*** TEXT SHOWN ***

5. SquashFS Likely To Go Into Official Tree
10 Dec 2004 - 13 Dec 2004 (8 posts) Subject: "[Announce] Squashfs 2.1 released (compressed filesystem)"
Topics: Access Control Lists, Bootsplash, FS: SquashFS, FS: ramfs, Feature Freeze
People: Phillip Lougher, Greg KH, Willy Tarreau
Phillip Lougher said:
I'm pleased to announce the release of Squashfs 2.1. This release introduces indexed directories which considerably speed up directory lookup (ls, find, etc.) for directories which are greater than 8K in size. All directories are now also sorted alphabetically which further speeds up directory lookup.
Many smaller improvements have also been made in this release, and there are, for the first time, the results of some tests of Squashfs lookup and I/O performance against Zisofs, Cloop, and CRAMFS.
For further details please go to the project page http://squashfs.sourceforge.net.

*** INFORMATION SUPPLIED ***

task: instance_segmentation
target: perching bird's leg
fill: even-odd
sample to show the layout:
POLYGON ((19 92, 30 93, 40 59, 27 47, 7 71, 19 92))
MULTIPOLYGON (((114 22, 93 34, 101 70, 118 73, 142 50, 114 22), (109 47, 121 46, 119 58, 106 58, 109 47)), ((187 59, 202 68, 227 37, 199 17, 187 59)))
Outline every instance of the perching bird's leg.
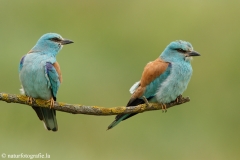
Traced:
POLYGON ((167 112, 167 105, 161 103, 161 106, 162 106, 162 112, 166 113, 167 112))
POLYGON ((52 109, 53 106, 54 106, 54 99, 51 98, 51 99, 48 100, 48 102, 50 102, 50 109, 52 109))
POLYGON ((178 103, 180 99, 182 99, 182 95, 181 94, 176 98, 175 102, 178 103))
POLYGON ((145 96, 143 96, 142 98, 143 98, 146 106, 147 106, 147 107, 151 107, 150 104, 149 104, 149 102, 148 102, 148 100, 147 100, 147 98, 146 98, 145 96))
POLYGON ((32 105, 33 98, 32 97, 28 97, 27 102, 28 102, 29 105, 32 105))

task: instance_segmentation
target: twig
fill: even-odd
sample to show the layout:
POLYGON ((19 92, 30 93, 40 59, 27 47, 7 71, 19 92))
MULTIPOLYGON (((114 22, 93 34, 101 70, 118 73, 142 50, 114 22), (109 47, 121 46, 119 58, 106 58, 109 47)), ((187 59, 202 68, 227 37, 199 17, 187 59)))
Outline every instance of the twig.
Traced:
MULTIPOLYGON (((7 103, 20 103, 20 104, 28 104, 28 97, 23 95, 15 95, 8 93, 0 93, 0 100, 5 101, 7 103)), ((180 105, 186 102, 189 102, 189 97, 179 96, 176 101, 166 104, 166 108, 170 108, 176 105, 180 105)), ((97 116, 110 116, 117 115, 121 113, 141 113, 145 111, 152 110, 161 110, 162 105, 158 103, 149 103, 150 106, 147 107, 145 104, 141 104, 138 106, 130 106, 130 107, 112 107, 105 108, 99 106, 86 106, 80 104, 67 104, 64 102, 55 102, 53 108, 58 111, 68 112, 72 114, 87 114, 87 115, 97 115, 97 116)), ((41 99, 33 99, 31 106, 36 107, 50 107, 49 101, 41 100, 41 99)))

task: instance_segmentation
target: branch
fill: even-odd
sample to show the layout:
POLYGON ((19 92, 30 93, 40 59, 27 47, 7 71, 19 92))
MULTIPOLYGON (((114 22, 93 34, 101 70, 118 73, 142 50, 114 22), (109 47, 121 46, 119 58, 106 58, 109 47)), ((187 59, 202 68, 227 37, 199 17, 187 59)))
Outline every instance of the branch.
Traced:
MULTIPOLYGON (((166 108, 170 108, 176 105, 180 105, 186 102, 189 102, 189 97, 182 97, 181 95, 177 98, 178 101, 173 101, 171 103, 165 104, 166 108)), ((15 95, 8 93, 0 93, 0 100, 5 101, 7 103, 20 103, 29 105, 28 97, 23 95, 15 95)), ((33 99, 33 102, 29 106, 36 107, 50 107, 50 102, 42 99, 33 99)), ((109 116, 109 115, 117 115, 122 113, 141 113, 145 111, 152 110, 161 110, 162 105, 159 103, 150 103, 150 107, 147 107, 146 104, 140 104, 138 106, 129 106, 129 107, 98 107, 98 106, 85 106, 80 104, 67 104, 64 102, 55 102, 53 109, 68 112, 72 114, 88 114, 88 115, 98 115, 98 116, 109 116)))

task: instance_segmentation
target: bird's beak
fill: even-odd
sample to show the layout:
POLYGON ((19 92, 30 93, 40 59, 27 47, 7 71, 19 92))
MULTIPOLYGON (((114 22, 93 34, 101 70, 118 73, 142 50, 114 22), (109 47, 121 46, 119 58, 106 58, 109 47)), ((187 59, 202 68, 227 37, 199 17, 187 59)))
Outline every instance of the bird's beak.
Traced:
POLYGON ((191 51, 191 52, 186 53, 186 56, 187 57, 200 56, 200 54, 196 51, 191 51))
POLYGON ((61 43, 61 45, 65 45, 65 44, 71 44, 71 43, 73 43, 73 41, 71 41, 69 39, 64 39, 60 43, 61 43))

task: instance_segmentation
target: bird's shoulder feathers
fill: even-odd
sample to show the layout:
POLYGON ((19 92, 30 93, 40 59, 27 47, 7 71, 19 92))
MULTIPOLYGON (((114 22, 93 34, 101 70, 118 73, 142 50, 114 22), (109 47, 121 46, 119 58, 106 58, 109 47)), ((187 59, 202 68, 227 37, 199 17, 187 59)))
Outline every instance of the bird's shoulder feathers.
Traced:
POLYGON ((149 85, 152 81, 164 73, 168 65, 169 62, 165 62, 160 58, 149 62, 143 70, 139 86, 136 88, 131 99, 140 98, 144 94, 147 85, 149 85))

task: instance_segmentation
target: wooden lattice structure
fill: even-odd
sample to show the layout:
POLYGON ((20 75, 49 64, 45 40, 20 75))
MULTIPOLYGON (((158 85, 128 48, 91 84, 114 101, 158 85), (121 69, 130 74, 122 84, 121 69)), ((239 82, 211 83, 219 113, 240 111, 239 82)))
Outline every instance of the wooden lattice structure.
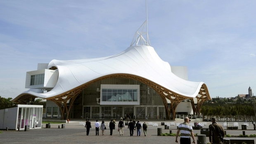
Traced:
MULTIPOLYGON (((83 89, 94 83, 104 79, 112 78, 125 78, 134 79, 141 81, 153 88, 158 93, 163 100, 167 120, 174 119, 176 108, 180 102, 184 99, 190 99, 194 114, 197 115, 200 113, 200 110, 204 102, 211 99, 207 87, 204 84, 201 85, 197 96, 195 98, 191 98, 178 94, 153 81, 142 78, 136 76, 122 73, 111 74, 99 78, 62 94, 45 99, 54 102, 59 106, 62 114, 62 119, 68 119, 69 118, 71 108, 75 99, 83 89), (195 103, 194 100, 195 98, 197 100, 196 104, 195 103), (171 104, 168 104, 166 99, 171 101, 171 104), (64 116, 65 116, 64 113, 66 114, 66 117, 64 116)), ((19 98, 14 100, 14 102, 20 104, 26 104, 30 100, 34 99, 36 97, 32 95, 26 93, 21 94, 19 97, 19 98)))

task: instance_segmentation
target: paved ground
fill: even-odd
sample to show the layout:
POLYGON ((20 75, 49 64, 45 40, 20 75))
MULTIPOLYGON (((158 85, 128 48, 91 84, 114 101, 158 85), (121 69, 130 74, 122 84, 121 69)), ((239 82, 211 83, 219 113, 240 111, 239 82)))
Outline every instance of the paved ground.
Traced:
MULTIPOLYGON (((153 121, 147 120, 147 123, 149 122, 156 123, 158 124, 158 127, 149 126, 147 134, 146 137, 144 136, 143 131, 140 137, 134 136, 130 137, 129 129, 126 125, 124 129, 124 135, 119 135, 117 129, 113 131, 113 135, 109 135, 109 128, 107 127, 105 130, 104 136, 101 135, 101 132, 100 130, 100 135, 95 136, 95 130, 94 127, 95 120, 90 120, 92 123, 92 128, 90 129, 89 135, 86 135, 86 129, 83 125, 79 125, 80 121, 85 122, 85 120, 73 120, 69 121, 69 123, 65 124, 65 128, 63 129, 58 128, 61 124, 51 124, 51 128, 45 128, 45 124, 43 124, 43 128, 34 130, 28 130, 26 132, 15 131, 1 131, 0 133, 0 144, 120 144, 120 143, 146 143, 146 144, 176 144, 175 142, 175 137, 170 136, 158 136, 157 128, 162 128, 162 133, 169 133, 172 130, 173 133, 177 132, 177 127, 171 126, 169 129, 165 130, 164 126, 161 125, 161 122, 174 122, 182 123, 183 120, 176 120, 175 121, 164 121, 163 120, 153 121)), ((100 121, 101 121, 100 120, 100 121)), ((109 122, 109 120, 105 120, 106 124, 109 122)), ((142 121, 145 120, 142 120, 142 121)), ((142 120, 141 120, 141 122, 142 120)), ((192 120, 192 122, 195 122, 195 120, 192 120)), ((198 121, 197 121, 198 122, 198 121)), ((223 122, 218 123, 222 125, 223 122)), ((233 123, 230 123, 230 125, 233 123)), ((242 130, 241 125, 244 122, 239 122, 238 130, 225 130, 227 134, 238 136, 242 134, 242 131, 245 132, 245 134, 250 135, 256 134, 256 130, 254 130, 253 125, 251 124, 248 127, 247 130, 242 130)), ((207 122, 209 125, 211 122, 207 122)), ((207 126, 204 126, 207 128, 207 126)), ((200 134, 199 130, 194 130, 194 133, 200 134)), ((136 135, 136 133, 135 133, 136 135)), ((197 137, 196 137, 196 143, 197 143, 197 137)), ((240 137, 225 138, 229 139, 243 139, 240 137)), ((246 139, 246 138, 243 138, 246 139)), ((249 138, 254 139, 256 142, 256 138, 249 138)), ((206 137, 206 143, 209 142, 209 137, 206 137)))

***

» REQUEST
Name the filesystems the Squashfs 2.1 announcement says Squashfs lookup and I/O performance were tested against.

» WRITTEN ANSWER
Zisofs, Cloop, CRAMFS